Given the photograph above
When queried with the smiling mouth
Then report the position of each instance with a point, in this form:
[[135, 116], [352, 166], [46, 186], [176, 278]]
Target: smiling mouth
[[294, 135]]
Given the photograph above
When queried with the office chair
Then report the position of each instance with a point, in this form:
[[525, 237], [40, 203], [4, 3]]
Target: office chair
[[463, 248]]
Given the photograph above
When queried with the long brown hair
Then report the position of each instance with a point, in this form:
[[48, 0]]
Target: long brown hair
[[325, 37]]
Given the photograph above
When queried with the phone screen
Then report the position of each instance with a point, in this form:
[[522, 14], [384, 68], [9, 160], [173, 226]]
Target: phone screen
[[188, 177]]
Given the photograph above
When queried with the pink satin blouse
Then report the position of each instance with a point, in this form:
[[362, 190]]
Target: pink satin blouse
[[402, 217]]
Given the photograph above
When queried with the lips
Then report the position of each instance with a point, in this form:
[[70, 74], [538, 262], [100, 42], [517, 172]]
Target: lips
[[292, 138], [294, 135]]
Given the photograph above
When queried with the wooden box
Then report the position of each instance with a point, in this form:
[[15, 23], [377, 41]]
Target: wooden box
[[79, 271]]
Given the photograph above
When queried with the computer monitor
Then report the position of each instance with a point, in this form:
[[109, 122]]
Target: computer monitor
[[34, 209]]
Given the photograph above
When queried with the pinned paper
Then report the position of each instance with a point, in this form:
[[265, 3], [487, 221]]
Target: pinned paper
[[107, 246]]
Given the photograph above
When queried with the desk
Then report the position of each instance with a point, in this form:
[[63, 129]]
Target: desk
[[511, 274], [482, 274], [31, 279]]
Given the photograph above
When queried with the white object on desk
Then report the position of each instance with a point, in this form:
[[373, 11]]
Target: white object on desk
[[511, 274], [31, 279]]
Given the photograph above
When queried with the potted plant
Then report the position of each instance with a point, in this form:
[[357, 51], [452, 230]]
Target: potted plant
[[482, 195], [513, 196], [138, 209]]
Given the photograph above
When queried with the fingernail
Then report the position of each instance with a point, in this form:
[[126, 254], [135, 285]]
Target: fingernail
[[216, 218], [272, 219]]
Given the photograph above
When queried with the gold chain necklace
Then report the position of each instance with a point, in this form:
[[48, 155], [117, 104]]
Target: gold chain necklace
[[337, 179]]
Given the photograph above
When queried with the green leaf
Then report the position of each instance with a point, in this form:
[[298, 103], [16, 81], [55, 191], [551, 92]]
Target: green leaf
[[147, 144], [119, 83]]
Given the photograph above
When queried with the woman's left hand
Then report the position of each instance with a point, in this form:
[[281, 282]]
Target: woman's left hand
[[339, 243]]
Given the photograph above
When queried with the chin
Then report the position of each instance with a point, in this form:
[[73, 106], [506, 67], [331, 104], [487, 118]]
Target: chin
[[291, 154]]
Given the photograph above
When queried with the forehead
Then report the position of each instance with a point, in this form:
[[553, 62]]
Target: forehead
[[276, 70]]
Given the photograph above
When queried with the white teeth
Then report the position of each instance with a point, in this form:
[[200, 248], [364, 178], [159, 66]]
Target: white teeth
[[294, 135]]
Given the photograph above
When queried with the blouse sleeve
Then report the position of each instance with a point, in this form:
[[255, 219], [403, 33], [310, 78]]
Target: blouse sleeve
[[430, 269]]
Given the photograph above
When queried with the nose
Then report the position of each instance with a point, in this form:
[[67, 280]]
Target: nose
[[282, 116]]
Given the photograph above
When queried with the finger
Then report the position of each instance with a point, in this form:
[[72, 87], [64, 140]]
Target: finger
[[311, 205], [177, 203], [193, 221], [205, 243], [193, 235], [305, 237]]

:: Problem details ::
Give all the records again. Match them exactly.

:: Solved exercise ::
Given the photograph above
When queried with the smiling mouth
Then report the position of each instance with a point, in this form:
[[135, 116], [352, 166], [46, 186], [176, 278]]
Target: smiling mouth
[[294, 135]]
Given the photograph above
When queried with the office chair
Then report the position of each instance with a point, in this form:
[[525, 237], [40, 203], [4, 3]]
Target: office chair
[[463, 248]]
Given the photograph above
When queried with the long brown hair
Then report the position of each instance with a point, in this form:
[[48, 0]]
Target: long brown hair
[[325, 37]]
Given the photograph above
When queried with the phone screen
Then report the position of each instance with a point, in this form:
[[522, 14], [384, 68], [9, 160], [173, 226]]
Target: phone screen
[[188, 177]]
Given the photograph above
When queried with the pink satin blouse
Then report the position of each instance with a point, in this form:
[[362, 190]]
Target: pink satin blouse
[[402, 217]]
Given the photograph above
When queried with the lips
Then report the position of each instance with a point, in this form:
[[70, 74], [538, 262], [100, 42], [517, 172]]
Target: lips
[[292, 138], [294, 135]]
Given the photograph above
When queried with the wooden box
Then report the position of each instance with a point, in this form:
[[15, 23], [377, 41]]
Target: wooden box
[[79, 271]]
Given the photograph above
When queried with the computer monitor
Then report the position of each instance with a point, in this form:
[[109, 122]]
Target: computer monitor
[[34, 209]]
Given the photograph above
When queried with the pinned paper
Then report the position of each instance with a point, in this form:
[[265, 3], [487, 221]]
Target: pinned paper
[[107, 246]]
Given the photograph above
When queried with the desk
Then report the position of each instance with a point, in this form:
[[63, 129]]
Target: desk
[[511, 274], [482, 274], [31, 279]]
Given the photograph above
When queried with the white object on desk
Then report the position of each instance with a point, in this form:
[[373, 11]]
Target: white object on desk
[[511, 274], [31, 279]]
Given the photograph above
When queried with the potted plant
Then report the position of each instance with a point, in this form:
[[357, 51], [452, 230]]
Target: potted plant
[[482, 195], [513, 196], [138, 209]]
Given the photograph above
When queried with the fingernail
Then report the position of each instance with a point, in this form:
[[126, 254], [135, 285]]
Target: fingernail
[[216, 218], [272, 219]]
Given the photograph above
When queried with the gold chain necklace
Then report the position of each instance with a point, in this form:
[[48, 155], [117, 104]]
Target: gold chain necklace
[[337, 179]]
Given the photograph above
When queried with the green leaf
Then report the position of each instance with a point, in this form:
[[298, 103], [16, 81], [55, 191], [551, 92]]
Target: green leaf
[[147, 144], [119, 83]]
Given the photograph above
When queried with the woman's left hand
Then report the position of each instance with a point, in this form:
[[281, 282]]
Target: woman's left hand
[[339, 243]]
Given the photograph above
When queried with the chin
Then report the position of each instance with a point, in this form:
[[73, 106], [506, 67], [331, 104], [487, 118]]
Target: chin
[[291, 154]]
Given the photograph above
When queried with the forehead
Then report the position of each instance with a point, in this form:
[[553, 62]]
Target: forehead
[[276, 70]]
Given the photograph above
When queried with the white teeth
Then report the position of each instance with a point, in this form:
[[200, 248], [364, 178], [159, 66]]
Target: white teeth
[[294, 135]]
Given the photograph above
When queried with the blouse sleeve
Then report the position of each instance with a point, in this form:
[[255, 219], [403, 33], [310, 78]]
Target: blouse sleeve
[[430, 269]]
Given the photograph above
When queried with the nose
Then report the position of each instance with a point, in this form:
[[67, 280]]
Target: nose
[[282, 116]]
Given the photograph above
When queried with the finger
Then report the position of each instance with a point, in this form:
[[72, 87], [64, 140]]
Target: finger
[[311, 205], [177, 203], [193, 221], [205, 243], [193, 235], [305, 237]]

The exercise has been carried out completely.